> _Materials provided_
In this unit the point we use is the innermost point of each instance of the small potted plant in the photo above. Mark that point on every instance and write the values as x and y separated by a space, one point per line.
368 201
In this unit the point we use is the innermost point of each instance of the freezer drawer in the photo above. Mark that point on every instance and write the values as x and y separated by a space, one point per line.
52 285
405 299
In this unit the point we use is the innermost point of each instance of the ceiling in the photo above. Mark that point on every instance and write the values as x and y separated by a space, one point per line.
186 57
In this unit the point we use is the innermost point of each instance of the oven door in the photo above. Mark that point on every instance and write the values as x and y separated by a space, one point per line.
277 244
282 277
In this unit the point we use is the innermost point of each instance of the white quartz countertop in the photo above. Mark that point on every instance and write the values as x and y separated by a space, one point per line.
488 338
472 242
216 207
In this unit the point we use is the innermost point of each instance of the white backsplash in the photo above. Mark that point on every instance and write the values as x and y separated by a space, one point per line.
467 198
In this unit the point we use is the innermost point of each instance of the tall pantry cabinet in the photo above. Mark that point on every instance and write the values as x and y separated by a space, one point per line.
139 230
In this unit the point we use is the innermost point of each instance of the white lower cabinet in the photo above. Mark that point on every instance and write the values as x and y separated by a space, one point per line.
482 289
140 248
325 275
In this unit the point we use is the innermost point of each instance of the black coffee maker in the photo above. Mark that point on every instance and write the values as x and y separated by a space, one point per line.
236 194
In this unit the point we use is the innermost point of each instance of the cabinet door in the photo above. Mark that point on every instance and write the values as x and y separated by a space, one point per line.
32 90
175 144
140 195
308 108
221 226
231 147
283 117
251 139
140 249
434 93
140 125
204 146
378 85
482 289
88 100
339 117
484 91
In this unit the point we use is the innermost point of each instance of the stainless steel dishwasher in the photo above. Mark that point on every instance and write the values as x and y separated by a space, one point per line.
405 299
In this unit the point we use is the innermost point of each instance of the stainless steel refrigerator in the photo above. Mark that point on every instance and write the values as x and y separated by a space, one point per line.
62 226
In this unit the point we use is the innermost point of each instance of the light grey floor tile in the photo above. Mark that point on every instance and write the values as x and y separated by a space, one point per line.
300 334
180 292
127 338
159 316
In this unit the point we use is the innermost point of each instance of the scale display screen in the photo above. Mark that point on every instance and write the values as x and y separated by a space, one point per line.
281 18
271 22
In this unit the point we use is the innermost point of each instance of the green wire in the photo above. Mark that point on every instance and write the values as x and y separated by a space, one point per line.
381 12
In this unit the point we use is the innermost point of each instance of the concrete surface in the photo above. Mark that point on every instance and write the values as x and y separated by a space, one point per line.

> _Your goal_
In the records above, locate the line that contains "of the light". Repeat it and every line after it, exactly, and nothing else.

> _Solution to this problem_
In this unit the point we use is the innermost point of each instance of the light grey floor tile in the photo above. Mark that point on every instance and write the values as x and y separated by a space, one point per line.
300 334
180 292
127 338
159 316
In this unit the point we use is the innermost point of each instance of the scale display screen in the photo above. Mark that point on every instance and write the values as x and y separated by a space, one point per line.
281 18
271 22
In this unit the point we use is the innermost point of each instance of the green wire in the photo above. Mark that point on every instance and write the values as x and y separated by a space, one point per line.
381 12
In this unit the point we use is the innermost point of each instance of the concrete surface in the photo above. Mark that point on every instance and write the values as x and y separated by a space, one point per line.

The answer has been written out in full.